[[ Document segment, beginning ]]
This is an archived article that was published on sltrib.com in 2016, and information in the article may be outdated. It is provided only for personal research purposes and may not be reprinted.

Keeping track of all the moving parts that figured in the just-concluded regular session of the Utah Legislature is not a job for the faint of heart or the easily confused. But a few basic themes emerge.

Money talks. In fact, it drowns out just about everything else.

Coal has clout. So does the LDS Church.

But, as a great man once sort of said, the problems of the people who want to live in a cleaner and more humane Utah — who worry about the poor, the sick and the victimized — don't amount to a hill of beans in this one-party state.

The best news out of the 45-day marathon of political log-rolling and back-scratching is that lawmakers found enough money to boost spending on education by even more than the school-centric Gov. Gary Herbert had sought.

This core function of government, in which Utah has long trailed the nation in funding, will receive a basic 3 percent boost, worth an additional $80 million. It's barely enough to keep up, but this year the Legislature seemed eager not only to up the governor's ante but also to provide the money with a minimum of the kind of strings and restrictions they have been wont to attach in years past.

But it could be argued that the hike in school funding was completely in keeping with the Legislature's eagerness to comfort the comfortable and afflict the afflicted, as school funding is increasingly sold in this state as something the mainstream business community supports.

Meanwhile, lawmakers granted money and power to the not-soon-enough-to-decline coal-based economy that, even with this government interference in free market trends, is well on its way out.

The Legislature agreed to a $53 million money swap that will subsidize the expansion of a deep-water port in Oakland, Calif., as a possible exit point for the Utah coal that finds an ever-smaller market. It's a move opposed by many in Oakland, people who were complaining that the company that stands to profit most from the project, Bowie Resource Partners, has lavished campaign contributions on Utah lawmakers and the governor.

Also getting its way on the energy front was Rocky Mountain Power. A bill the electric monopoly wanted to supposedly open up its options for developing multiple sources of power for the future, but which critics say will unfairly burden ratepayers to the benefit of investors even as it subsidizes dirty coal and discourages clean solar, won approval.

The bill was killed in the House Thursday afternoon, only to be resurrected and passed later that evening. Such a flip-flop is hard to explain other than as an example of how a rich and powerful special interest is able to blatantly throw its weight around in the state Capitol.

The Legislature also kicked $4.5 million into a planned lawsuit that has as its utterly impossible goal forcing the federal government to sell or give up 31 million acres it owns in Utah. It's a down payment on a scheme that would cost taxpayers at least $14 million. To, almost certainly, no avail.

And it set in motion multi-million-dollar slurry of funds out of the already overwhelmed transportation fund and into another account that is intended to be used, at least in part, for water-piping boondoggles that include construction of a giant pipeline from Lake Powell to St. George and various dam projects along the Bear River.

But for the poor and the barely making it, lawmakers had zilch. The so-called Medicaid expansion plan it approved leaves hundreds of millions of federal health care dollars on the table in the hope that the state can get away, legally, politically and morally, with extending help only to some of the homeless, the recently imprisoned and a tiny number of others among the least of these. It blocked even a modest allowance of the use of medical marijuana for otherwise incurably sick people. It refused to pass a true hate crimes statute. It did far too little to clean up the air. It kept the death penalty.

In other words, if you were doing well in Utah before the Legislature convened, you are still doing well today. If not, well, that's supposed to be what elections are for.
[[ Document segment, end ]]
◆ Work to complete
1. According to the editorial, how much money did the Legislature put into the planned lawsuit over federal land in Utah?
2. Quote the editorial from "Coal has clout." to "Herbert had sought.".
The data that comes next is separate from the editorial.
[[ Excerpted records, beginning ]]
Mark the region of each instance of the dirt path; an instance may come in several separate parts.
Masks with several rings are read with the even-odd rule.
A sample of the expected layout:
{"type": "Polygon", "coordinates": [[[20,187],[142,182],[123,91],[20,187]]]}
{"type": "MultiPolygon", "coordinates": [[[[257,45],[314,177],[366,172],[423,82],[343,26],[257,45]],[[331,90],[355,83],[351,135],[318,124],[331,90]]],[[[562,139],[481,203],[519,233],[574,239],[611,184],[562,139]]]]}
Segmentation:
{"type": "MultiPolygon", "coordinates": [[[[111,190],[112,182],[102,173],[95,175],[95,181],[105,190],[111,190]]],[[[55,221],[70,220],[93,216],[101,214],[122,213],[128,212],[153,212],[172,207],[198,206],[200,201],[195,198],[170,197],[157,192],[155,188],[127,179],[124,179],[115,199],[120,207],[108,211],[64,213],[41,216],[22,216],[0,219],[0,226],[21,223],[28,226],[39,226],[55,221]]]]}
[[ Excerpted records, end ]]
◆ Outputs by task
1. $4.5 million

2.
Coal has clout. So does the LDS Church.

But, as a great man once sort of said, the problems of the people who want to live in a cleaner and more humane Utah — who worry about the poor, the sick and the victimized — don't amount to a hill of beans in this one-party state.

The best news out of the 45-day marathon of political log-rolling and back-scratching is that lawmakers found enough money to boost spending on education by even more than the school-centric Gov. Gary Herbert had sought.